• [What the exercise asks]:
Continue the guide on migrating data between Elasticsearch clusters with ESM, picking up right after its last sentence.

• [Document excerpt]:
┌──
Migrating Data Between Elasticsearch Clusters Using ESM
Scenario
The Elasticsearch Migration Tool (ESM) is an open-source tool designed for migrating data between Elasticsearch clusters, including between those of different versions. When using ESM to migrate data, you can adjust the migration speed by tuning the parameters of the scroll API to accommodate various network conditions and service requirements. Below are some scenarios where you might use ESM for data migration.
- Cross-version data migration: Use ESM to seamlessly migrate data when upgrading an Elasticsearch cluster to a new version, ensuring data integrity and availability during and after the upgrade.
- Cluster merging: Merge index data scattered across multiple Elasticsearch clusters into a single cluster for centralized data management and analysis.
- Cloud migration: Migrate an on-premises Elasticsearch service to the cloud to enjoy the benefits of cloud services, such as scalability, ease-of-maintenance, and cost-effectiveness.
- Changing the service provider: Switch from a third-party Elasticsearch service to Huawei Cloud for reasons related to cost, performance, or other strategic considerations.
Overview
Figure 1 shows how to migrate data between Elasticsearch clusters using ESM.
- Install ESM on a Linux VM.
- Run ESM commands to migrate indexes from the source cluster to the destination cluster.
Advantages
- Cross-version data migration: You can use ESM to migrate data between Elasticsearch clusters of different versions, including from an earlier version to a later version.
└──
• [Source material]:
┌──
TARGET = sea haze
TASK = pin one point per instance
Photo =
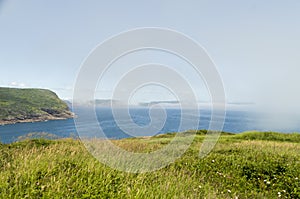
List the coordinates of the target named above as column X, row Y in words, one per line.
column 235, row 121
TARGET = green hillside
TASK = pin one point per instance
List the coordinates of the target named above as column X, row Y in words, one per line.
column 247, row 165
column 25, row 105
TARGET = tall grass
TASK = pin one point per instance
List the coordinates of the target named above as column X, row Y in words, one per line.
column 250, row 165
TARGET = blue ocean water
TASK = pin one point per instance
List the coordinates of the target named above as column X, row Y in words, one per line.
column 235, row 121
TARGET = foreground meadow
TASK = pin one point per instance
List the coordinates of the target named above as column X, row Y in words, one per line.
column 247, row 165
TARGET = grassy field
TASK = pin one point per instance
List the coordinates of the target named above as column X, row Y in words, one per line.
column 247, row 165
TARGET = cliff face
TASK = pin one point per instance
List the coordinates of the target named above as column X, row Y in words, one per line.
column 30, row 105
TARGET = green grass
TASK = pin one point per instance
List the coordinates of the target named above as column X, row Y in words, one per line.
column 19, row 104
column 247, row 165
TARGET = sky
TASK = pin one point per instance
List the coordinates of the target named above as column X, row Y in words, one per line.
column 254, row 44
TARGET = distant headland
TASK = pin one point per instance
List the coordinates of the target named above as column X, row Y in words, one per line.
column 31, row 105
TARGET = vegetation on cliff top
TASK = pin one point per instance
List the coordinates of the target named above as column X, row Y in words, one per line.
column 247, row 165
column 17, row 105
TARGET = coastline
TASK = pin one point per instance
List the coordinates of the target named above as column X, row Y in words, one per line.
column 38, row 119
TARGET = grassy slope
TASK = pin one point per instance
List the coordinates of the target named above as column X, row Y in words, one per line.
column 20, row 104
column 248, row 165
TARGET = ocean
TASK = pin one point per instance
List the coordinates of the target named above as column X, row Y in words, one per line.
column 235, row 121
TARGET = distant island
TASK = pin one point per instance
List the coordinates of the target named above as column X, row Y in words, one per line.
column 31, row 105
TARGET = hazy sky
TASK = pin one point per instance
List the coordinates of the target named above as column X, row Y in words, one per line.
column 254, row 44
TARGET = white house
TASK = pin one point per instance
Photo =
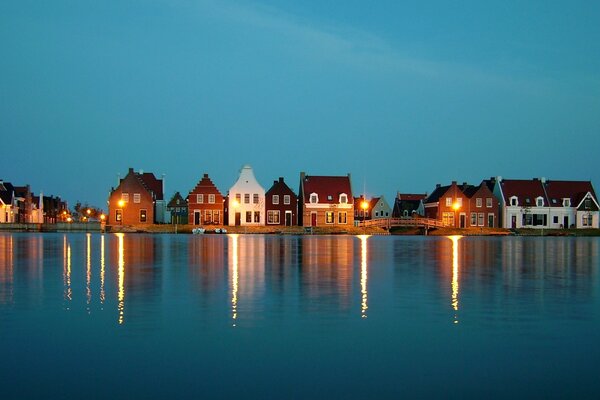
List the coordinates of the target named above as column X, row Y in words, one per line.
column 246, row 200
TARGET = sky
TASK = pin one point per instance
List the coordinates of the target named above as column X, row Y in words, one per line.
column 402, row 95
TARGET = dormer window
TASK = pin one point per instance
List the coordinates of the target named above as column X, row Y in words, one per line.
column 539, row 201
└──
┌──
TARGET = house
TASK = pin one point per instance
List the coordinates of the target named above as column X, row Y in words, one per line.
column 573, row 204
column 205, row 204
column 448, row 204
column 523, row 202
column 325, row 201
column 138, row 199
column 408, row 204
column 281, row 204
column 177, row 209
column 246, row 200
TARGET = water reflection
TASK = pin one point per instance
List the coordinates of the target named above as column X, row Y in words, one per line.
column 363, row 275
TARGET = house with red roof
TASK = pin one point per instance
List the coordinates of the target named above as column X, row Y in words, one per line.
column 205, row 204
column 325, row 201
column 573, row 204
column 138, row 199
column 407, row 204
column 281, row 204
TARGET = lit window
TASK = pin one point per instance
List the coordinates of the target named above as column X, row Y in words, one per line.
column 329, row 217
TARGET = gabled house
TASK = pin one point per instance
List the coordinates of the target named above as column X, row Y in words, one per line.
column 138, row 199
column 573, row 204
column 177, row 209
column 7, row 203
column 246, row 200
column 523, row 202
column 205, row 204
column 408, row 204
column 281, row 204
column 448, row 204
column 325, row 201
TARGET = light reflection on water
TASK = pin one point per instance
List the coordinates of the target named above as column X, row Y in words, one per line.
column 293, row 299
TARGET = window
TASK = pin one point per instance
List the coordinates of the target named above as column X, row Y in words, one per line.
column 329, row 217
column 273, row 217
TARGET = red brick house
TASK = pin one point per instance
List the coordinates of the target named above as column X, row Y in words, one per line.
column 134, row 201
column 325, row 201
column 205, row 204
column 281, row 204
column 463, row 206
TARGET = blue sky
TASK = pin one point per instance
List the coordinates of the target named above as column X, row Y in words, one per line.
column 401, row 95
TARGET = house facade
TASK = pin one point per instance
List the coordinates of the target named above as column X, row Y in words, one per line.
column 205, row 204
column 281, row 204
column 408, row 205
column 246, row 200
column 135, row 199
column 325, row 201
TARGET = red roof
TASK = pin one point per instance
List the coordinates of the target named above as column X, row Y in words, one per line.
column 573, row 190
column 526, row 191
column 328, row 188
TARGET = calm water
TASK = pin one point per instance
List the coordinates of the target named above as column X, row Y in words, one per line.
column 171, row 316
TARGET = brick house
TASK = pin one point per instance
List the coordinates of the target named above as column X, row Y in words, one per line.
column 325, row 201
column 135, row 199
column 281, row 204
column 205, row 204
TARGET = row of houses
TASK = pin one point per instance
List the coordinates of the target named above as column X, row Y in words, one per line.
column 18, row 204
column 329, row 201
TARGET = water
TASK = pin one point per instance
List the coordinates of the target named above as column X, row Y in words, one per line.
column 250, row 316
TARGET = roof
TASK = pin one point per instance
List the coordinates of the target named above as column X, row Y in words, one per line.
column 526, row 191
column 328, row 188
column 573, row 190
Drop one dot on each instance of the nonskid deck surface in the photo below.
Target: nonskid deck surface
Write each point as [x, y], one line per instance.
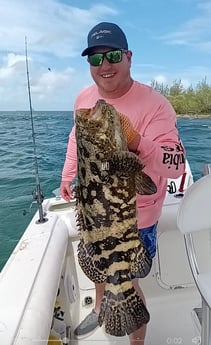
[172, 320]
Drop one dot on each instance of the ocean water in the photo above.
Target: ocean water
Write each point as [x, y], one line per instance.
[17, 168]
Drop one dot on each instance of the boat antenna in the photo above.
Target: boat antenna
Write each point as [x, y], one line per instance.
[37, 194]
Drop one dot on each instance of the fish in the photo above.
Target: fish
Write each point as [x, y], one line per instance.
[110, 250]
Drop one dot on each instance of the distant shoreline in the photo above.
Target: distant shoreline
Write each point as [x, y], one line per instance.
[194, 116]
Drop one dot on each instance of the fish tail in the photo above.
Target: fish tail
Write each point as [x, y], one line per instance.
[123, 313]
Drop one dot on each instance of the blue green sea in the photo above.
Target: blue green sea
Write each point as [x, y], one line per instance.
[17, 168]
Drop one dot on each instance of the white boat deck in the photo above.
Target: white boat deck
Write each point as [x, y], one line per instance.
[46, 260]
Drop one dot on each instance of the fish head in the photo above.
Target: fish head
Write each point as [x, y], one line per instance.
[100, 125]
└──
┌──
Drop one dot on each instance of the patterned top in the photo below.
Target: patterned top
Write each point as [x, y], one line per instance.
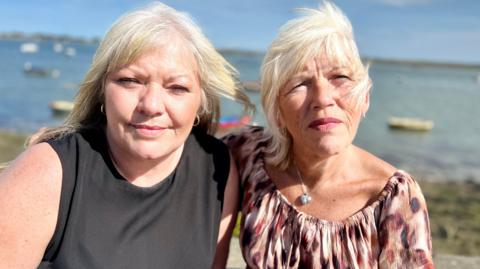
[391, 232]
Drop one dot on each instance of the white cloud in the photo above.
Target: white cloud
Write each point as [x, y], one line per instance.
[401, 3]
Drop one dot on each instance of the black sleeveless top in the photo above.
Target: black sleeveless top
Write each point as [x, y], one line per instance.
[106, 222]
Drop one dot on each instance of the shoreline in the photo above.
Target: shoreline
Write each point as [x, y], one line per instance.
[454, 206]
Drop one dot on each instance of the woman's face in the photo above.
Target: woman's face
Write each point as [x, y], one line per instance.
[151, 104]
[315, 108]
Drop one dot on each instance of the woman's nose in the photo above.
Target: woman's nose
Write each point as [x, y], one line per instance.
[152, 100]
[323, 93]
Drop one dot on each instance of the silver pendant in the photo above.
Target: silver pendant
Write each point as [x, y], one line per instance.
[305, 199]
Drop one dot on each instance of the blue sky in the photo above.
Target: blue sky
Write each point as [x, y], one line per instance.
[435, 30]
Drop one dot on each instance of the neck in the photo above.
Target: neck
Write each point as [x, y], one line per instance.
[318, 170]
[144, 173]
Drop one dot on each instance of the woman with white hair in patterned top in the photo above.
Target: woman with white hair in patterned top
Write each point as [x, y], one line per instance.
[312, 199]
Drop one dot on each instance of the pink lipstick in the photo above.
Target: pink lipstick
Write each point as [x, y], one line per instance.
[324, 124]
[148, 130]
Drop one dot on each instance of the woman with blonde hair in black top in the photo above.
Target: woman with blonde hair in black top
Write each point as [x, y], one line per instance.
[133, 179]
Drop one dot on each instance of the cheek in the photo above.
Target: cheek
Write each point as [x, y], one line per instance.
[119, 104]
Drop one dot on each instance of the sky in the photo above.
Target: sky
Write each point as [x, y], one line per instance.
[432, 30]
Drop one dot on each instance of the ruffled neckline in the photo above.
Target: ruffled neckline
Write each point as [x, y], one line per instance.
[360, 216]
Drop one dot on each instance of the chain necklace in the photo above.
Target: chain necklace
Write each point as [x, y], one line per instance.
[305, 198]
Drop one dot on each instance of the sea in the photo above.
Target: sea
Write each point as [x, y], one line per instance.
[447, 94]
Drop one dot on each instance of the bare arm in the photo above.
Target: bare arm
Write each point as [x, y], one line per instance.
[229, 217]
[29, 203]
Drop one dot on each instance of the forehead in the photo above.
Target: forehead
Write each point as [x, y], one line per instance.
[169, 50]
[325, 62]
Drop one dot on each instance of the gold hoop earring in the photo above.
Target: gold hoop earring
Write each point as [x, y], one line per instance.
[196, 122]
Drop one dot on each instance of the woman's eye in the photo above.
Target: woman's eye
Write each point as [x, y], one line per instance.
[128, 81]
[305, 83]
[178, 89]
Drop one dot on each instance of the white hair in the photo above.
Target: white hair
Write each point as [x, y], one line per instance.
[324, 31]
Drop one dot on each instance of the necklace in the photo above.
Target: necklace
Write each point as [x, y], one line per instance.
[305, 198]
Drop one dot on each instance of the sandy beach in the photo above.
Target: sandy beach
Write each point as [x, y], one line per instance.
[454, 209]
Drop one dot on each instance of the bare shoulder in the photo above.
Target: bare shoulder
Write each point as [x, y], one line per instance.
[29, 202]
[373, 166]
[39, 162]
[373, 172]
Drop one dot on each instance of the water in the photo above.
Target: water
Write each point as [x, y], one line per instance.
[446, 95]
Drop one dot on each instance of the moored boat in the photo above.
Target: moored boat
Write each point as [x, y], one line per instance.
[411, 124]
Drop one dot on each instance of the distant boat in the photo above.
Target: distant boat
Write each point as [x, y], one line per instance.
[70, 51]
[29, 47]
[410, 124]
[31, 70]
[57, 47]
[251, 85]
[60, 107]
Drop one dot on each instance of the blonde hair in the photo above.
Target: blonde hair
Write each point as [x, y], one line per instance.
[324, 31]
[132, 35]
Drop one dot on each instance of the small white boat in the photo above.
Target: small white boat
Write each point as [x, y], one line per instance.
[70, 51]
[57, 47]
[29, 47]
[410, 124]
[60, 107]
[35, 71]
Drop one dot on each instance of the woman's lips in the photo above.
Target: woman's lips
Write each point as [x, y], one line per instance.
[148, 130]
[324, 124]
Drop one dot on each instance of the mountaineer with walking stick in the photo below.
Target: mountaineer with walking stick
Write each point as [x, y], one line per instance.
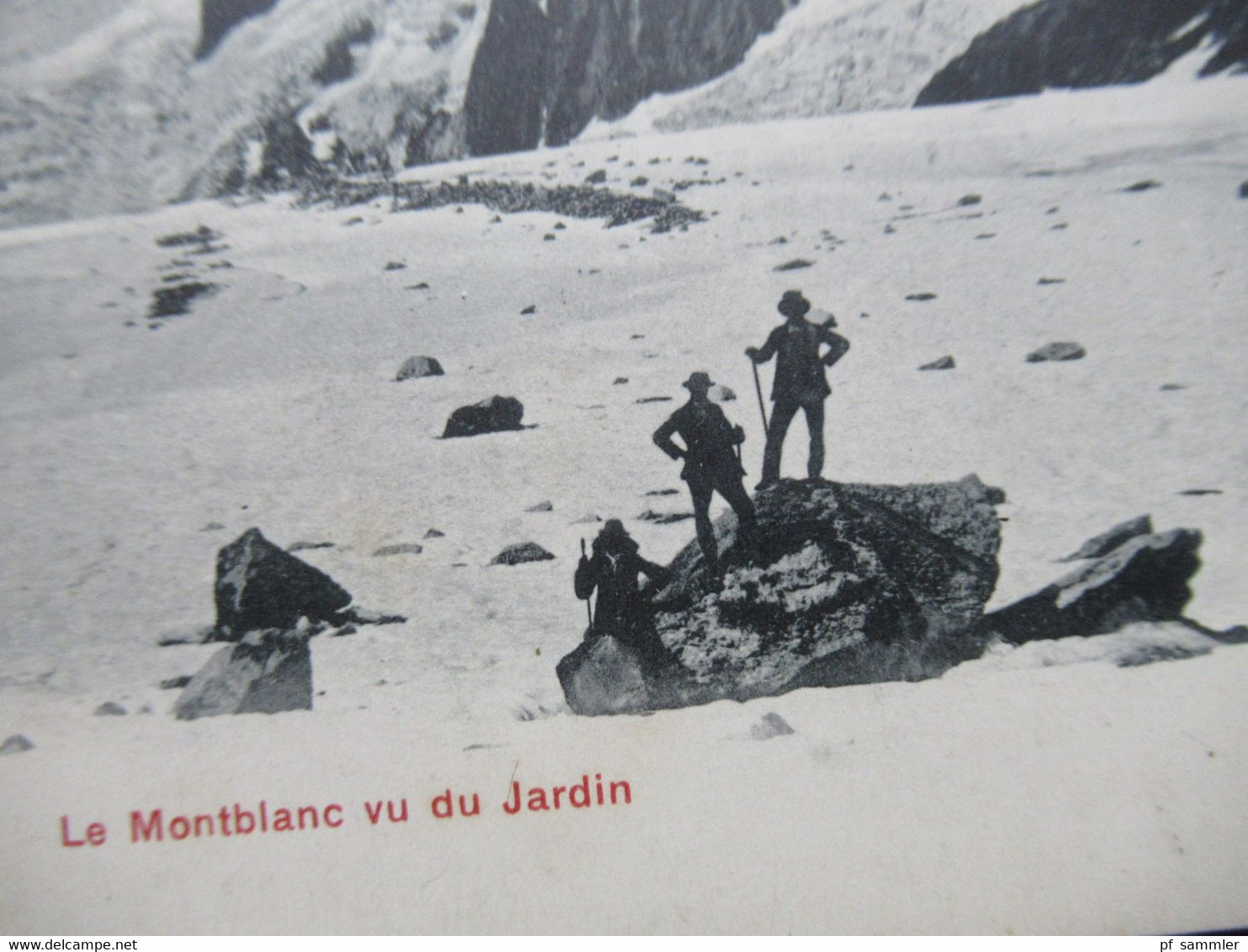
└──
• [Answer space]:
- Easy to use: ESM is easy to use and is developed using the Go language. It quickly becomes available after being installed using an installation package.
- Performance control: During the migration, you can tune the parameters of the scroll API to control the data migration speed for optimal cluster performance.
- Flexible migration options: ESM supports both full migration and incremental migration, accommodating different needs.
- Free: As an open-source tool, the ESM code is hosted on GitHub and accessible to all users for free.
Impact on Performance
Using ESM for data migration between clusters relies on the scroll API. The scroll API can efficiently retrieve index data from the source cluster and synchronize the data to the destination cluster in batches. This process may impact the performance of the source cluster. The specific impact depends on how fast data is retrieved from the source cluster, and the data retrieval speed depends on the size and slice settings of the scroll API. For details, see the Reindex API document.
ESM can quickly read data from the source cluster, potentially impacting its performance. Therefore, it is advisable to perform the data migration during off-peak hours. Additionally, you may need to monitor changes in the CPU and memory metrics of the source cluster. By tuning the migration speed and choosing an appropriate time window for the migration, you can keep the performance impact under control. If you have large amounts to data to migrate or if the source cluster has a high resource usage, you should perform the migration during off-peak hours, reducing impact on the performance of the source cluster.
Constraints
During cluster migration, do not add, delete, or modify the index data of the source cluster. Otherwise, the migration may fail, or data in the source cluster may be inconsistent with that in the destination cluster after the migration.
Prerequisites
- The source and destination Elasticsearch clusters are available.
- The network between the clusters is connected.
- If the source and destination clusters are in different VPCs, establish a VPC peering connection between them. For details, see VPC Peering Connection Overview.
- To migrate an in-house built Elasticsearch cluster to Huawei Cloud, you can configure public network access for this cluster.
- To migrate a third-party Elasticsearch cluster to Huawei Cloud, you need to establish a VPN or Direct Connect connection between the third party's internal data center and Huawei Cloud.
- Ensure that _source has been enabled for indexes in the cluster.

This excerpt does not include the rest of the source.